Gather each line of the entries below that includes "snout".

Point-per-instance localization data
○ ○ ○ ○ ○ ○ ○

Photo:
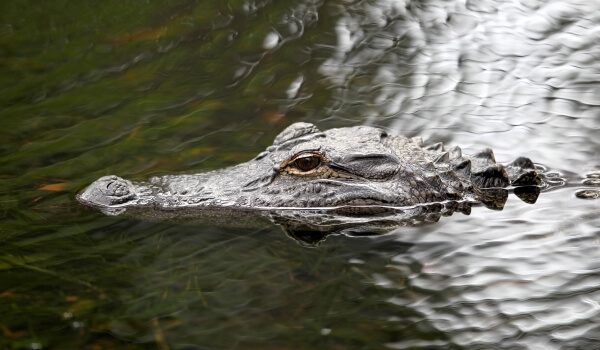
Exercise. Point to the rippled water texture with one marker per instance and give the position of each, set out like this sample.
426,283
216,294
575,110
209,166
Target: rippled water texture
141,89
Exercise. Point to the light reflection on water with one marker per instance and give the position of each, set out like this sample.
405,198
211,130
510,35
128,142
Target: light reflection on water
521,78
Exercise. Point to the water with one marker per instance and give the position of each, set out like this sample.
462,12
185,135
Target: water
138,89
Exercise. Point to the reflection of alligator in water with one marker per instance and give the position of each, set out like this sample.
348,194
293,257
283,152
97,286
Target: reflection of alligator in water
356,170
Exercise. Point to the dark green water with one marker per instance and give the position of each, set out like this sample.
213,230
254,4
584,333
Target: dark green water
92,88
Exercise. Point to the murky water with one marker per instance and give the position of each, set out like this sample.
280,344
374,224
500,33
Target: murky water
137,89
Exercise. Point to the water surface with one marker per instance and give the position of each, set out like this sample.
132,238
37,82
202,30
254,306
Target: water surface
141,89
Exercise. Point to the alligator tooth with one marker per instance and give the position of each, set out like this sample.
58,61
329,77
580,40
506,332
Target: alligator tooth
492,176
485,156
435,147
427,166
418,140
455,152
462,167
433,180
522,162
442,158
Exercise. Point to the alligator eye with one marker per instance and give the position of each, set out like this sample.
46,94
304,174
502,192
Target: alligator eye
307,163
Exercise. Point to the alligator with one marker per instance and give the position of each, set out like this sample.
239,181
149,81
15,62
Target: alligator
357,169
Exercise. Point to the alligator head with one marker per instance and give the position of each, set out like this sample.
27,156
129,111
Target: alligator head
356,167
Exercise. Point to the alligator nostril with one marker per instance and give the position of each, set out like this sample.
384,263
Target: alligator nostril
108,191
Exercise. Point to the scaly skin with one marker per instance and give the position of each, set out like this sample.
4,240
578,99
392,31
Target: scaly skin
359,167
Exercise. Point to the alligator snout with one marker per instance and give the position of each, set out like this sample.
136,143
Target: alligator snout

○ ○ ○ ○ ○ ○ ○

ANSWER BELOW:
Exercise. Point to the alligator snout with one marker per instance and give the position of each, set out like this sample.
Target: alligator snout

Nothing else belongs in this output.